- Genre: Drama;
- Created by: Jonathan Abrahams
- Starring: Josh Henderson; Christine Evangelista; Lexa Doig; Carra Patterson; Michael Vartan;
- Composer: James Iha
- Country of origin: United States
- Original language: English
- No. of seasons: 2
- No. of episodes: 20

Production
- Producer: Peter Lhotka
- Cinematography: Itai Ne'eman; Matthew Clark;
- Camera setup: Single-camera
- Running time: 43 minutes
- Production companies: Sneaky Pictures, Inc.; All3Media; Main Event Media; Universal Cable Productions;

Original release
- Network: E!
- Release: March 5, 2017 – May 13, 2018

= The Arrangement (2017 TV series) =

The Arrangement is an American drama television series created by Jonathan Abrahams that aired on E!. A trailer was released on May 16, 2016. The series premiered on March 5, 2017. On April 13, 2017, E! announced that it had renewed the series for a 10-episode second season, which premiered on March 11, 2018.

On May 29, 2018, the series was canceled after two seasons.

==Premise==
Megan Morrison, a young actress, auditions to play the female lead in a high-profile film opposite action star Kyle West. She meets Terence Anderson, the leader of the Institute of the Higher Mind, a self-help organization. Anderson offers her the title "arrangement"—a contract offering her $10 million if she marries West.

**Goals**
**1)** From the article on The Arrangement, copy everything from "Original release" down to "she marries West.".
**2)** Using the article on The Arrangement, decide whether each statement agrees with it, and answer yes or no, quoting the deciding words: (a) The second season had 10 episodes. (b) The series was shot with a multi-camera setup. (c) James Iha composed the music.
**3)** According to the article on The Arrangement, on what date was the series canceled?

**Dataset excerpts**
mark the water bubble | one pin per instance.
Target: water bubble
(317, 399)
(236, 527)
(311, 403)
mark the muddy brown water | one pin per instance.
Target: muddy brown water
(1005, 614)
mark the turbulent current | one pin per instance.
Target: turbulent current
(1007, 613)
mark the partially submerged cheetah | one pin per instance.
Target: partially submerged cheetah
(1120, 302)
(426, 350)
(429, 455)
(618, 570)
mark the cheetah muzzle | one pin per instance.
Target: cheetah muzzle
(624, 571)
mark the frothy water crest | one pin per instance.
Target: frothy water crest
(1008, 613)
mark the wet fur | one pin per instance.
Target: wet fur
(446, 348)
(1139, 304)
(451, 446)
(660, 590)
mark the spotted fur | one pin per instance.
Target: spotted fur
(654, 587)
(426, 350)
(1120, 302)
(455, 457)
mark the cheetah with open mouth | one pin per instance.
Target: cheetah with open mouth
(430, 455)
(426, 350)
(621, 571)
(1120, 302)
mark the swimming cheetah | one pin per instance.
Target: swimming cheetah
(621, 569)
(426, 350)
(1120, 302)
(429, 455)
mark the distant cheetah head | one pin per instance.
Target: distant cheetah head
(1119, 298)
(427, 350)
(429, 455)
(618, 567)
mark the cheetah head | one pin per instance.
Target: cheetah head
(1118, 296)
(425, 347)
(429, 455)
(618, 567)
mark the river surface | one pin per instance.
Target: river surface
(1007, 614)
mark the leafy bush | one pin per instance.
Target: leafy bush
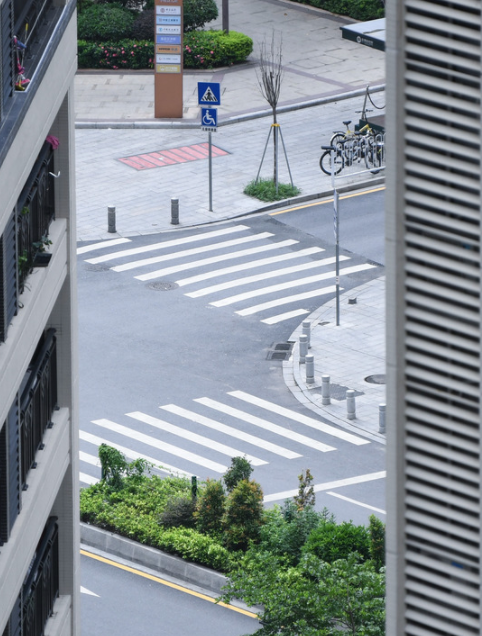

**Worked solutions**
**1)**
Original release
- Network: E!
- Release: March 5, 2017 – May 13, 2018

= The Arrangement (2017 TV series) =

The Arrangement is an American drama television series created by Jonathan Abrahams that aired on E!. A trailer was released on May 16, 2016. The series premiered on March 5, 2017. On April 13, 2017, E! announced that it had renewed the series for a 10-episode second season, which premiered on March 11, 2018.

On May 29, 2018, the series was canceled after two seasons.

==Premise==
Megan Morrison, a young actress, auditions to play the female lead in a high-profile film opposite action star Kyle West. She meets Terence Anderson, the leader of the Institute of the Higher Mind, a self-help organization. Anderson offers her the title "arrangement"—a contract offering her $10 million if she marries West.

**2)**
(a) Yes: "renewed the series for a 10-episode second season"
(b) No: "Camera setup: Single-camera"
(c) Yes: "Composer: James Iha"

**3)** May 29, 2018.